* [Goal]: Copy out the records starting at the line containing "Where can the church" and ending at the last record, putting "every instance" wherever "each instance" appears and changing nothing else.

-------- Stored rows --------

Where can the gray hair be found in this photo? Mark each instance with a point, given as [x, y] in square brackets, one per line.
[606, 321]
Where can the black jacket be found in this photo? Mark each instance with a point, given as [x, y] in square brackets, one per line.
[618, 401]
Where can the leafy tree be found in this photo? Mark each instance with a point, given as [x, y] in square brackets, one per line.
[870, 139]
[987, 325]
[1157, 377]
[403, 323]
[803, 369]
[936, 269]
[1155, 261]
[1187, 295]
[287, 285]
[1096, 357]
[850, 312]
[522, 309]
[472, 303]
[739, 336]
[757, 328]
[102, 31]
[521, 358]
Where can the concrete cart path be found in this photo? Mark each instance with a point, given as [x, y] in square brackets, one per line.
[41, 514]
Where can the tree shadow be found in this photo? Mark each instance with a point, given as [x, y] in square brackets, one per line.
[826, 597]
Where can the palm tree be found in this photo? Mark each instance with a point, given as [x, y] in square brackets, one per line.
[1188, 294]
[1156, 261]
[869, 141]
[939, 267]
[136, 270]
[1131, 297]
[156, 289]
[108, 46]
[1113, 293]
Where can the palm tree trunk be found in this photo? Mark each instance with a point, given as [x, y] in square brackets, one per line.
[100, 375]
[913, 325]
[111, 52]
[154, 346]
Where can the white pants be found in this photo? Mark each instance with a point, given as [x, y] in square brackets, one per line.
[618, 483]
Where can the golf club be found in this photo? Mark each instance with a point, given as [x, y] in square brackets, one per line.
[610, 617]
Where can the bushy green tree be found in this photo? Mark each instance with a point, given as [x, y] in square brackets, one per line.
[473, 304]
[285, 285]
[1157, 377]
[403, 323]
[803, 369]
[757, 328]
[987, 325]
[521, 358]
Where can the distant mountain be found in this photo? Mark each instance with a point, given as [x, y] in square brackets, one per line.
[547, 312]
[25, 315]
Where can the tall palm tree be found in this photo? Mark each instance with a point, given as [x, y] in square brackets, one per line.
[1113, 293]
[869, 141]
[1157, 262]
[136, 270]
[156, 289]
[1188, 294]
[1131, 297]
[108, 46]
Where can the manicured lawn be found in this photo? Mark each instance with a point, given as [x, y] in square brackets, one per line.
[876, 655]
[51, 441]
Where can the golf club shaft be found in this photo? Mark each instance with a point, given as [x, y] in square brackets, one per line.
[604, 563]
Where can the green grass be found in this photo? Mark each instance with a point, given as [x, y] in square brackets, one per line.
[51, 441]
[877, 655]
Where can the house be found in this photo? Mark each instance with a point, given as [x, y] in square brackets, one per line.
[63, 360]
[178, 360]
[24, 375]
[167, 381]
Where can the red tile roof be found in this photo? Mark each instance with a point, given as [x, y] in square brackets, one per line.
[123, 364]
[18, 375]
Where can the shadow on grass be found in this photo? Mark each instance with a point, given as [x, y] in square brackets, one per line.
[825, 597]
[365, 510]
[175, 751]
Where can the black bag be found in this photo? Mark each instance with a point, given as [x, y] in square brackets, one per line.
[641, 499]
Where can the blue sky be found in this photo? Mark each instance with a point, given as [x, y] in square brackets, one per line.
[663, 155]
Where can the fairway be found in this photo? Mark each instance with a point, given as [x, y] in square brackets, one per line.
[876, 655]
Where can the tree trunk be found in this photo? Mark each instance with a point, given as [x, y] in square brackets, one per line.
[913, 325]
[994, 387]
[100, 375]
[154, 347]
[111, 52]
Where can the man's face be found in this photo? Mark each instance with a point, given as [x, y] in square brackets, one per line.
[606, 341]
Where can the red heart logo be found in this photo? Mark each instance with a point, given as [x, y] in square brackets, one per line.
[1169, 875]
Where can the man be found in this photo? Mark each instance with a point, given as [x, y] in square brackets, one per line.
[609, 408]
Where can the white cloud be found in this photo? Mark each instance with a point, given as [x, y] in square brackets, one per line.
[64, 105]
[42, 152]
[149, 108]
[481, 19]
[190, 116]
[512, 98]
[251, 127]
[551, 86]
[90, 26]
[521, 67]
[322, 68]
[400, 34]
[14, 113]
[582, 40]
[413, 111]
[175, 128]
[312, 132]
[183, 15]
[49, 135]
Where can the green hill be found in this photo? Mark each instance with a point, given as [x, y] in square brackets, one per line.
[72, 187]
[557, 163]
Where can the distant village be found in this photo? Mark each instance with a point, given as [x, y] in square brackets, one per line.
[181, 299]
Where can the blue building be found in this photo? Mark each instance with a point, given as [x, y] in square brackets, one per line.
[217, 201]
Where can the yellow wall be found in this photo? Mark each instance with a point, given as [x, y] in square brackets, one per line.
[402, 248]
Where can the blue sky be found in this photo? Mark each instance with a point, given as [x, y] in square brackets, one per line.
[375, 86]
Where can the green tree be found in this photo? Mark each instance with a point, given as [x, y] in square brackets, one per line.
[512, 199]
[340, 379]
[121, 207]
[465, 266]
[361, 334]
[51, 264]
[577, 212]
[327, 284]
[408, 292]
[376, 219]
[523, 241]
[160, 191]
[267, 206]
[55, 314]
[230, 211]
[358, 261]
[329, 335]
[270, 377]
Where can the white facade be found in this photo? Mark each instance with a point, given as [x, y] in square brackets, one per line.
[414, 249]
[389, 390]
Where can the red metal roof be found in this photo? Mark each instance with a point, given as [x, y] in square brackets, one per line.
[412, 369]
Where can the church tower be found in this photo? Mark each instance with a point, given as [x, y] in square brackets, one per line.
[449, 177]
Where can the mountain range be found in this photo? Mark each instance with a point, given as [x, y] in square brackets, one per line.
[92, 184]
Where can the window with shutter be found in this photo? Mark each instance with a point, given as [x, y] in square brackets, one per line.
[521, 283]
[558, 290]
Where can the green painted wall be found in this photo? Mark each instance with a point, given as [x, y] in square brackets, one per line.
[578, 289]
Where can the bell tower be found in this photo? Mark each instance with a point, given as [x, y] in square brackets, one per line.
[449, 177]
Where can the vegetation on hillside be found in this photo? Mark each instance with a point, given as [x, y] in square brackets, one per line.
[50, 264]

--------

* [Answer for the task]:
Where can the church tower be found in this photo? Mark every instance with a point, given as [x, y] in square brackets, one per line.
[449, 177]
Where can the mountain range be found in this photo? Mark every instance with a point, given as [x, y] in square brackets, one per line.
[92, 184]
Where can the window with shutter be found in this photo? Mark every instance with a point, given as [x, y] in square brackets, one per line.
[521, 283]
[558, 290]
Where can the green painted wall be found in this photo? Mark every instance with a point, given as [x, y] in square brackets, one per line.
[578, 289]
Where can the bell tower be found in this photo? Mark every instance with a point, given as [x, y] in square brackets, one per line.
[449, 177]
Where can the vegetation on hillside be found in this photo? Mark every instance with a point, given as [x, y] in square brackets, one per line.
[50, 264]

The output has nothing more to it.